▶ _DIRECTION A_
In the mailing-list message, what file does the Java program parse to obtain temperatures?

-- Start of SOURCE PASSAGE --

2013-07-09 Thread David Anderson

Charles:
If this program is ready for public use, we could list it here:
http://boinc.berkeley.edu/addons.php
-- David

On 09-Jul-2013 4:15 AM, Charles Elliott wrote:

Three of my computers are in a small second floor bedroom with an asphalt
roof and a box fan placed in a window close to the ground for its only
ventilation.  During the afternoons room temperatures are 95 F or higher,
too much for the computers.

If heat is the problem, it makes more sense to measure CPU/GPU temperatures
and reduce the load on a device if the temperature rises above a set point,
and increase it if the temps go below a lower set point.

I wrote a Java program that does exactly that.  It accesses temperatures by
parsing a SpeedFan logging file on each computer, and affects Boinc by
changing the ncpusN/ncpus line in cc_config.xml and issuing a
read_cc_config RPC.  Something similar might be possible for the GPUs.

It seems to work.  Yesterday, its first day of operation, during the
afternoon it lowered the CPUs used of the three computers from 8 to 6, and
then last night, starting about 10:30, it slowly raised them back to 8,
where it is now.

Charles Elliott


-Original Message-
From: boinc_dev [mailto:boinc_dev-boun...@ssl.berkeley.edu] On Behalf
Of McLeod, John
Sent: Monday, July 8, 2013 11:21 AM
To: David Anderson; boinc_dev@ssl.berkeley.edu
Subject: Re: [boinc_dev] CPU throttling and GPU apps

How about changing it to not throttle apps that use less than the
current throttling value?  E.g. if throttling is set at .9, don't
throttle a task that uses .8.

-- End of SOURCE PASSAGE --
-- Start of MATERIAL SUPPLIED --

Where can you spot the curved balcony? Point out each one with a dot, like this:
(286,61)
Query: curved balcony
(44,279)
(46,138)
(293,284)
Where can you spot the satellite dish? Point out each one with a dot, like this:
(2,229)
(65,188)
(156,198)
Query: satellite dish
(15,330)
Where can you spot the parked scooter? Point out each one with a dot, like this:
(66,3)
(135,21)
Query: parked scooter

-- End of MATERIAL SUPPLIED --

▶ _DIRECTION B_
Find every line in the entries that contains the string "Query" and copy each of those lines.

▶ _CORRECT RESULT A_
A SpeedFan logging file on each computer.

▶ _CORRECT RESULT B_
Query: curved balcony
Query: satellite dish
Query: parked scooter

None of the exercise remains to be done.